Let The Bounty Begin –

Yes, the season is in earnest taking a shift to harvest mode. How nice to cradle green goodies in my arms as I come home. The last grocery store stop was last week; it’s solely the soul of Homeward Bounty harvest from now on. Just as rewarding, if not more, sharing with those I love. Some of the members of this year’s CSA have known me before I could eat uncooked carrots. They are family and having the privilege to provide food for their households makes me speechless. I was grinning from ear to ear, around my head and back (proceeded by another grin), when distributing the first CSA share to south Siskiyou County on Monday.

And well, you can’t have a CSA with out the quintessential CSA basket. I had been brainstorming for a while on which route to take when my sis asked if I would have use for wire baskets. Her boyfriend’s family has been farmers in Yuba City for many generations. For a while they were harvesting hundreds of acres of millet and these baskets were part of the process, now they’re just hanging out in the barn. A little doctoring up, a cloth liner to keep things clean and cool a sign (just incase you forget why a basket of food has arrived at your door) and voila – beautiful, bountiful, basket bearing buku bunches of bright ….vegetables.

It was quite the crafting process. Ahh, the marriage of crafts and farming, it can’t be paralleled by many other matches.

There will be more flirtation between craft and farm as the season continues. A project I’m very excited to develop is the seed facet of this year’s farming endeavors. I have a packet design in mind and am overjoyed to collaborate with a very very talented and dear friend Ashely Mersereau. Her sketches are like none other and will be stunning as illustrations on seed packets. Ashely visited Siskiyou on her way home to Oregon from a creative traveling adventure on the California coast. She was the inspiration for Homeward Bounty the blog, as she keeps her own blog that allowes her to share her journey with nears and dears. A recient post on her blog describes her travels to Homeward Bounty, it is accompanied by energy capturing photographs.                www.rootsandwingsjewelry.wordpress.com

We’ve always been ones to share those venerable dreams with each other and here we are manifesting and expressing. She has also migrated back to the geography that raised her and is transitioning into being a small business owner herself with her hand crafted jewelry, photographs and pen and ink drawings. Her are some moments that she captured –

Aunts in the garden

The farm feels as if it is transforming daily. The longer days are fully taking hold of reaching green leaves and encouraging them to stretch and settle in for the many days of growth ahead.

- Image location labeling entries:
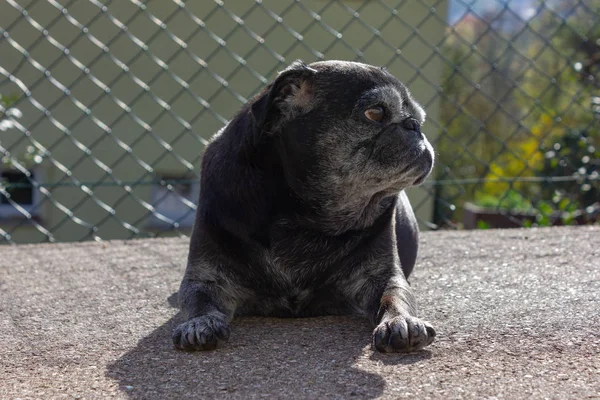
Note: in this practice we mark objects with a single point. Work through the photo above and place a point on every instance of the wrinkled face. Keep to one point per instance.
(355, 129)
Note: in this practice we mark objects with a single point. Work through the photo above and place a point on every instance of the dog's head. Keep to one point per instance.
(345, 127)
(344, 138)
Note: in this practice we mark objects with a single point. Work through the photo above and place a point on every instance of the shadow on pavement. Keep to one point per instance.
(265, 357)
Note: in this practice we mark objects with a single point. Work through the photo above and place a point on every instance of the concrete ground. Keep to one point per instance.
(517, 314)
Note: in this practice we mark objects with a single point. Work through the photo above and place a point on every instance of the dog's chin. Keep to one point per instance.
(417, 170)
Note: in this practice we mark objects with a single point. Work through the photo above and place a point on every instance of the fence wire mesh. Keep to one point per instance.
(106, 106)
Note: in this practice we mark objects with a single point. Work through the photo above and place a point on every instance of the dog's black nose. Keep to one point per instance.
(412, 124)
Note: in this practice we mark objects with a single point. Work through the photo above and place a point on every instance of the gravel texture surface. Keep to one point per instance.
(517, 313)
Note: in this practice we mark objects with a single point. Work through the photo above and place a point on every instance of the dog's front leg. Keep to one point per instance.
(397, 328)
(207, 311)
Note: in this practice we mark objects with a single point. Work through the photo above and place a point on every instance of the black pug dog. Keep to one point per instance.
(302, 211)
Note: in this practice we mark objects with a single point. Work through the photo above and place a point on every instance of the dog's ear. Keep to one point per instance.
(291, 94)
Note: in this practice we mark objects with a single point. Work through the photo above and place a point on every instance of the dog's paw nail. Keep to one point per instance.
(201, 333)
(403, 335)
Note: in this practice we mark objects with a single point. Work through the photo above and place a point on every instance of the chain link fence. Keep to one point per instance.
(106, 106)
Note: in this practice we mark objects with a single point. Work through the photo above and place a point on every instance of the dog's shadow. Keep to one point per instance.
(265, 357)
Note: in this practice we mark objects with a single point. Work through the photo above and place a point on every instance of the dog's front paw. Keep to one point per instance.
(403, 335)
(202, 333)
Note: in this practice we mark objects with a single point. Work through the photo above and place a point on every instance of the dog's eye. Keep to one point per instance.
(375, 114)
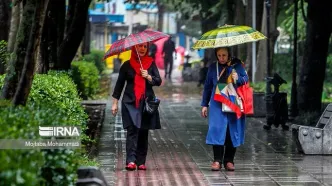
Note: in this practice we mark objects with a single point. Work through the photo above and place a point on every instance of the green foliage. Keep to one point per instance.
(85, 76)
(4, 55)
(53, 100)
(58, 90)
(283, 65)
(328, 76)
(288, 22)
(96, 56)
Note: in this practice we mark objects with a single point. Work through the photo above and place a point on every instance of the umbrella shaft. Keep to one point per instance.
(139, 59)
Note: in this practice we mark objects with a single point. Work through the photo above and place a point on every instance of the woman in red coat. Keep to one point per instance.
(135, 121)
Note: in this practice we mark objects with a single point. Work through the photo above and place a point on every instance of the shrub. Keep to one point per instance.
(85, 76)
(4, 55)
(58, 90)
(53, 100)
(96, 56)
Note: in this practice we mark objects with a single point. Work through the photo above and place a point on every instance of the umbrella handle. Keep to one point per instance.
(139, 59)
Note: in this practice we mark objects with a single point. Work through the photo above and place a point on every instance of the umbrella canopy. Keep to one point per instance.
(228, 35)
(134, 39)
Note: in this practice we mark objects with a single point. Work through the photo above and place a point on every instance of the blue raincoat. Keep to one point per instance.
(218, 120)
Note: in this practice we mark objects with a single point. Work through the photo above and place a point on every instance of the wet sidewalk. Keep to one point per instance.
(178, 154)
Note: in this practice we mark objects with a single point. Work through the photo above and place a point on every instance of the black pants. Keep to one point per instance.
(168, 65)
(136, 145)
(224, 153)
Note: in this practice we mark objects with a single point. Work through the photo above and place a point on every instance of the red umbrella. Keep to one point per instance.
(134, 39)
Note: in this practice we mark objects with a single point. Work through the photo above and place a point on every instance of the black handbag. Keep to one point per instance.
(151, 105)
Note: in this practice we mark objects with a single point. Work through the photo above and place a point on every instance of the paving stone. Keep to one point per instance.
(178, 154)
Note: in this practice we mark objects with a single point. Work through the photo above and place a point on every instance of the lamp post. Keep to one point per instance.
(268, 70)
(293, 106)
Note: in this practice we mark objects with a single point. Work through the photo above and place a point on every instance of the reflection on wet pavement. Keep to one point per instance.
(178, 154)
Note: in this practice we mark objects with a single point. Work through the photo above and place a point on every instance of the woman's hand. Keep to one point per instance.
(115, 107)
(235, 76)
(204, 112)
(146, 75)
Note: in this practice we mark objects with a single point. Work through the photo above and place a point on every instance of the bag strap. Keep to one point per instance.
(223, 70)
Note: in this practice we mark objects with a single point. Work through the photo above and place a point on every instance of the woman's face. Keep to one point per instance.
(142, 49)
(222, 55)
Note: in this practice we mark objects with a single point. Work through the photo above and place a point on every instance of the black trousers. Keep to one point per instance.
(136, 145)
(168, 65)
(224, 153)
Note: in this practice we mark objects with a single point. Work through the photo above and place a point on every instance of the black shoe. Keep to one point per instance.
(285, 127)
(266, 127)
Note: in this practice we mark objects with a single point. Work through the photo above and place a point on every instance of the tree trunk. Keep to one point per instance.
(70, 15)
(239, 19)
(42, 64)
(161, 11)
(4, 19)
(248, 60)
(14, 23)
(86, 39)
(261, 71)
(24, 86)
(312, 71)
(4, 26)
(55, 25)
(209, 23)
(74, 36)
(16, 61)
(261, 53)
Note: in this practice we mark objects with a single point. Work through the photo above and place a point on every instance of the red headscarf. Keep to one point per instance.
(139, 81)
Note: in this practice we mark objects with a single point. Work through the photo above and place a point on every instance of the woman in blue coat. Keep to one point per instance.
(226, 130)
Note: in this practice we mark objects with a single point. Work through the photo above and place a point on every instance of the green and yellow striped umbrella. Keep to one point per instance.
(228, 35)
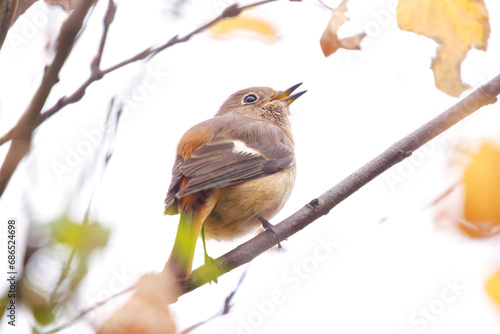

- What you need to do:
1/ Based on the Homeward Bounty post, decide whether each statement is true: (a) The last stop at the grocery store was last week. (b) The wire baskets were once used to harvest millet. (c) Ashely was heading home to California when she visited Siskiyou.
2/ According to the Homeward Bounty post, where did the first CSA share go?
3/ Reproduce the passage of the Homeward Bounty post starting at "Yes, the season" and ending at "County on Monday.", changing "carrots" to "radishes".
Answer using only the Homeward Bounty post.

- Answers by task:
1/
(a) Yes: "The last grocery store stop was last week"
(b) Yes: "For a while they were harvesting hundreds of acres of millet and these baskets were part of the process"
(c) No: "Ashely visited Siskiyou on her way home to Oregon from a creative traveling adventure on the California coast."

2/ To south Siskiyou County.

3/
Yes, the season is in earnest taking a shift to harvest mode. How nice to cradle green goodies in my arms as I come home. The last grocery store stop was last week; it’s solely the soul of Homeward Bounty harvest from now on. Just as rewarding, if not more, sharing with those I love. Some of the members of this year’s CSA have known me before I could eat uncooked radishes. They are family and having the privilege to provide food for their households makes me speechless. I was grinning from ear to ear, around my head and back (proceeded by another grin), when distributing the first CSA share to south Siskiyou County on Monday.